> [Tekst źródłowy]
Trzy Pytania o… Harvina, Cowboys i Peytona

Tym razem w „Trzech pytaniach o…” poruszymy kwestię transferu Percy’ego Harvina, zbliżającego się grudnia (nie, nie chodzi o gwiazdkę), a także odwiecznego pytania – Co powoduje, że dany QB jest dobry? Zapraszamy.

1. Percy Harvin przechodzi z Seattle do Nowego Jorku. Czy gra w Jets jest sportową „śmiercią” tego zawodnika? Ile na tym ruchu straci potencjał ofensywny Seahawks?

> [Polecenie A] Przedstaw w formie krótkiej listy akapit tekstu źródłowego zaczynający się od słów „Tym razem w”, zachowując jego główne informacje.

> [Wiersze danych]
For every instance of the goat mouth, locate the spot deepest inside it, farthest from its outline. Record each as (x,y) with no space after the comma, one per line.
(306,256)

==

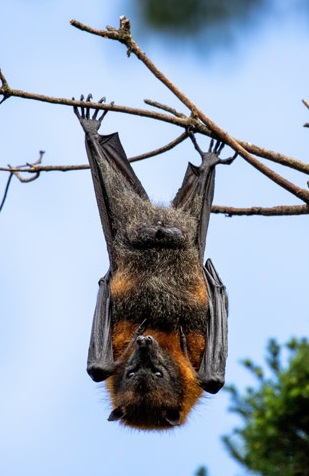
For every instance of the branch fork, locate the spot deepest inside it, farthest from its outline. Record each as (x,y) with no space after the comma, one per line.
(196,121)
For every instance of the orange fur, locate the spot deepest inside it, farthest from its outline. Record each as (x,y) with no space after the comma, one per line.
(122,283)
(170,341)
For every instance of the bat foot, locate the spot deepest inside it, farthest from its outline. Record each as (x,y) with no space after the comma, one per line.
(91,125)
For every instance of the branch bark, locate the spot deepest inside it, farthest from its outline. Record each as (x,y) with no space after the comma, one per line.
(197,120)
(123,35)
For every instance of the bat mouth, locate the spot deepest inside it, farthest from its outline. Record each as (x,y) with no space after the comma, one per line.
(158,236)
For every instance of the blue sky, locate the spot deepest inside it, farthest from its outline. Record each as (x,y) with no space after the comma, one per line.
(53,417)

> [Polecenie B] Wypisz wszystkie wiersze, w których występuje ciąg „mouth”.

> [Odpowiedź A]
- transfer Percy’ego Harvina
- zbliżający się grudzień (nie chodzi o gwiazdkę)
- odwieczne pytanie: co sprawia, że dany QB jest dobry

> [Odpowiedź B]
For every instance of the goat mouth, locate the spot deepest inside it, farthest from its outline. Record each as (x,y) with no space after the comma, one per line.
For every instance of the bat mouth, locate the spot deepest inside it, farthest from its outline. Record each as (x,y) with no space after the comma, one per line.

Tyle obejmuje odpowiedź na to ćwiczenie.